=== TASK DESCRIPTION ===
Please carry the Colson Montgomery biography forward, starting after its last sentence.

=== TEXT BLOCK ===

>>>

Colson Kade Montgomery (born February 27, 2002) is an American professional baseball shortstop in the Chicago White Sox organization.

Amateur career
Montgomery was raised in Holland, Indiana, and attended Southridge High School in Huntingburg, Indiana, where he played football, basketball, and baseball. He began his high school career being recruited mainly for basketball by schools such as Purdue University and the University of Louisville before shifting his focus to baseball. In 2018, his freshman year, he hit .387 with 33 RBIs. As a sophomore, he averaged 21.1 points per game on the basketball court. He is the all-time leading scorer in Southridge basketball history with 1,966 career points. 

As a junior, Montgomery committed to play college baseball at Indiana University. He also would have been a preferred walk-on for the Indiana Hoosiers men's basketball team. In 2021, his senior baseball season, he batted .333 with seven home runs, 23 RBIs, and 24 stolen bases, and led Southridge to their first ever IHSAA state championship. Following the end of the season, he traveled to Cary, North Carolina, where he participated in MLB's first ever Draft Combine.

<<<

Dataset excerpts on pointing at objects:
>>>

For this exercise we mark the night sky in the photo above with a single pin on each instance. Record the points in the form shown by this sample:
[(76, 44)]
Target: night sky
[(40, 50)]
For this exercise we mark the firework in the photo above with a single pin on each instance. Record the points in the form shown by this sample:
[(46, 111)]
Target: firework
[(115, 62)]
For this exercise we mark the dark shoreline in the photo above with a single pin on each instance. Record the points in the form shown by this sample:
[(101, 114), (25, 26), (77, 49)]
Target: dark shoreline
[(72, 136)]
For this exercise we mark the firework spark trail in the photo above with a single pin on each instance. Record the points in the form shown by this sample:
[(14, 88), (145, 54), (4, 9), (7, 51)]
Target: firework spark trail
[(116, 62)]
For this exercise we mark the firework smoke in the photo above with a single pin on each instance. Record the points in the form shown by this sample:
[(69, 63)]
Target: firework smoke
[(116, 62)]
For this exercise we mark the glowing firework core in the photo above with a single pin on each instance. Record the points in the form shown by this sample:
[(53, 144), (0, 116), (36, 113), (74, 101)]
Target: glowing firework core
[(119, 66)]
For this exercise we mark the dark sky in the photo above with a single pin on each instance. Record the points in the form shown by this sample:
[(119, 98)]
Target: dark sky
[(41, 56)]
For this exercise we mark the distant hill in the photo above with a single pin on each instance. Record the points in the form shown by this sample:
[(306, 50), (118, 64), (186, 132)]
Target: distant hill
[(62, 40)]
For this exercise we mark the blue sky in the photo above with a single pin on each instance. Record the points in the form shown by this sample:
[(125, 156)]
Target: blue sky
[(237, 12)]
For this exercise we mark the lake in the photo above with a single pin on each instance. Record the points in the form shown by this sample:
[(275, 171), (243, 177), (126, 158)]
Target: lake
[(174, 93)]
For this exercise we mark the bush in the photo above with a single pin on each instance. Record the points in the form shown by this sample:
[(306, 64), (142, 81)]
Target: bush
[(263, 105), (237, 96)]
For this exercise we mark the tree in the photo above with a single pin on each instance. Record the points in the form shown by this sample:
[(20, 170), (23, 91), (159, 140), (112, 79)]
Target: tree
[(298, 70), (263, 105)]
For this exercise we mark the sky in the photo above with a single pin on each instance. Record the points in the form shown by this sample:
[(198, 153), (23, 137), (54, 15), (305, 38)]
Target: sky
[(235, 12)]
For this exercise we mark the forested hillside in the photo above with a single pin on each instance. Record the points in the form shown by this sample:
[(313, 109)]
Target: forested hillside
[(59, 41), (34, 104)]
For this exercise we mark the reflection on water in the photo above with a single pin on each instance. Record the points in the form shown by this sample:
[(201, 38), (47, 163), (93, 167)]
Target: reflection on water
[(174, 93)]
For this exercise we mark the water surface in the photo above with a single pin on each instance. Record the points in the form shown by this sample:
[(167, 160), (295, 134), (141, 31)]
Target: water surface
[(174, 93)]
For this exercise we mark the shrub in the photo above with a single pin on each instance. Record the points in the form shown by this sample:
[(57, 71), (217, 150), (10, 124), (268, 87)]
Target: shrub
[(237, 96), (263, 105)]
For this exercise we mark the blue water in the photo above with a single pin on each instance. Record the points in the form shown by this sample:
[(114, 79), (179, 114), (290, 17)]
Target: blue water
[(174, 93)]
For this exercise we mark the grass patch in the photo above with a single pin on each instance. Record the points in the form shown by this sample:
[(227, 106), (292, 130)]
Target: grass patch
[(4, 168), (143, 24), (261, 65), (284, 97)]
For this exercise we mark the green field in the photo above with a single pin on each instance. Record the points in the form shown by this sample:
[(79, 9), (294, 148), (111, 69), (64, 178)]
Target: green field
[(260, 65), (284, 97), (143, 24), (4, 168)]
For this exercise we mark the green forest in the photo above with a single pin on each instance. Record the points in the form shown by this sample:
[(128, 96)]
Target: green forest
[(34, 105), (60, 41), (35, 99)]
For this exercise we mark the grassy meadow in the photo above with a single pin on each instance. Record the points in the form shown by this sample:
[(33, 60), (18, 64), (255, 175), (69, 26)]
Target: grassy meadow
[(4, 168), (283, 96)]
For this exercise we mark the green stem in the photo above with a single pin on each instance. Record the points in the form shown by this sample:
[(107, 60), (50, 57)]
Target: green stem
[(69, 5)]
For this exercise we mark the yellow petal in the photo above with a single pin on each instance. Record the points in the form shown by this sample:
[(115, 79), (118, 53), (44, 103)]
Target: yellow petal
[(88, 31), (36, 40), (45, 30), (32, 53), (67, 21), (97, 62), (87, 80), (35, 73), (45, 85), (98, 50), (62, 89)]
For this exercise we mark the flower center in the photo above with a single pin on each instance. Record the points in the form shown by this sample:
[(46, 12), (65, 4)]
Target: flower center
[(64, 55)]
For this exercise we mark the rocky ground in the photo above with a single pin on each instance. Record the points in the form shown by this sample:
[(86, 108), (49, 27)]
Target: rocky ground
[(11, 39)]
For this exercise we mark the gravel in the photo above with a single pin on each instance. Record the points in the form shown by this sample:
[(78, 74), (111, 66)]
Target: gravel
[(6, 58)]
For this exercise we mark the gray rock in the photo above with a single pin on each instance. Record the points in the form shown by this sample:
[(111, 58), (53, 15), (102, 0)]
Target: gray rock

<<<

=== EXERCISE RESULT ===
Professional career
Montgomery was selected by the Chicago White Sox in the first round with the 22nd overall selection of the 2021 Major League Baseball draft. He signed with the White Sox for a $3 million signing bonus. He made his professional debut with the Rookie-level Arizona Complex League White Sox. Over 104 at-bats in 26 games, Montgomery slashed .287/.396/.362 with seven doubles and seven RBIs. He was assigned to the Kannapolis Cannon Ballers of the Single-A Carolina League to begin the 2022 season. He was promoted to the Winston-Salem Dash of the High-A South Atlantic League in late June. Montgomery was promoted once again in mid-August to the Birmingham Barons of the Double-A Southern League. Over 96 games between the three teams, he slashed .274/.381/.429 with 11 home runs, 47 RBIs, and 17 doubles.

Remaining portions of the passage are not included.